▶ **Document passage**
============
Glass offers professionals internet access while keeping their hands free

Google has launched a new initiative aimed at showcasing the practical capabilities of Google Glass, including testing the device in various medical settings.

In one trial in the US a doctor reported that the wearable computer helped him to save a patient’s life by providing quick access to medical records. Dr. Steven Horng from the Beth Israel Deaconess Medical Center used Glass when a patient with bleeding in the brain was brought into the hospital.

The patient needed blood pressure drugs to stop a haemorrhage but told Horng that he was allergic to some of them and couldn’t remember which. Instead of looking through the man’s medical files by hand or searching on a computer Horng called up the information on Glass and was able to administer the life-saving medication.

The story, first reported by the Boston Globe, is one of several that have emerged at the same time as Google announces the Glass for Work initiative, which the company hopes will primarily help jobs in which an internet connection is often needed but not always readily available.

The internet giant has set up a number of trial schemes with a range of institutions. As well as hospitals, they've also supplied Glass to various sports teams, with the wearable computer used to live-stream footage from the player's perspective to both fans and coaches.
============
▶ **Record excerpts**

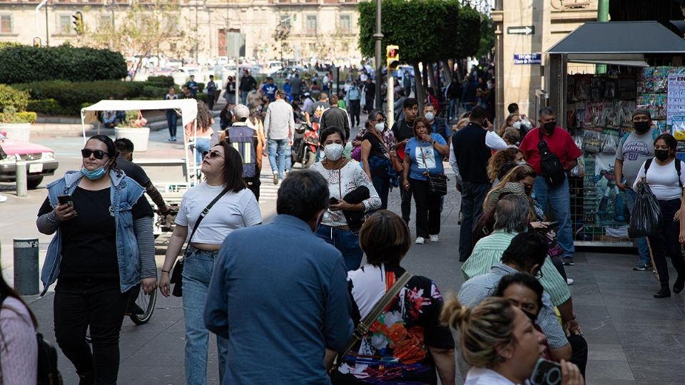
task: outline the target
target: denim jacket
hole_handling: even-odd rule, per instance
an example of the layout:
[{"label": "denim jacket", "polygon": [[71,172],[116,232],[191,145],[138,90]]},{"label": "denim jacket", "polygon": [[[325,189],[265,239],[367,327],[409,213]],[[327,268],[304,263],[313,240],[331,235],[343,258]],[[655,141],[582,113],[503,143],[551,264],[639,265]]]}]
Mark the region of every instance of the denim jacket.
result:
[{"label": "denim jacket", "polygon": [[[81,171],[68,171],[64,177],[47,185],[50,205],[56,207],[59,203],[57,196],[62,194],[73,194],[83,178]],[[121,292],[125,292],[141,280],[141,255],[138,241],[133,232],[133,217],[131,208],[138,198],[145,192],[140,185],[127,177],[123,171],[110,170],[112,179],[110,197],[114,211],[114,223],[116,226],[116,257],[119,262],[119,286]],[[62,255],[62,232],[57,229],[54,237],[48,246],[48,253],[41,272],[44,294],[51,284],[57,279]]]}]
============
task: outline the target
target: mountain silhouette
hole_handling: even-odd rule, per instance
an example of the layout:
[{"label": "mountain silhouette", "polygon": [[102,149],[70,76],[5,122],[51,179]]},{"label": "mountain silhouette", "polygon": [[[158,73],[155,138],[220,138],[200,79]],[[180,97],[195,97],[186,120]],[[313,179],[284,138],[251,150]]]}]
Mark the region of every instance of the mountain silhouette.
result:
============
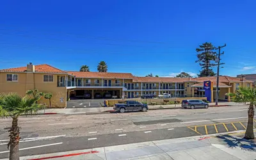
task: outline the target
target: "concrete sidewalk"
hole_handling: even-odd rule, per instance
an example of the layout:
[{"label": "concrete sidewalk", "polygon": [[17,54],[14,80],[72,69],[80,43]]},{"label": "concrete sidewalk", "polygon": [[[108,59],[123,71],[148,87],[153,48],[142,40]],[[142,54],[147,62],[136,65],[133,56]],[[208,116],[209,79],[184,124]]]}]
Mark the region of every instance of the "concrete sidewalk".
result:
============
Answer these questions from the Google Glass article:
(a) At which medical center does Dr. Steven Horng work?
(b) What could the patient not remember?
(c) Besides hospitals, who has Google supplied Glass to in its trial schemes?
This material has no connection to the text about Google Glass.

▶ **Response area**
(a) The Beth Israel Deaconess Medical Center.
(b) Which of the blood pressure drugs he was allergic to.
(c) Various sports teams.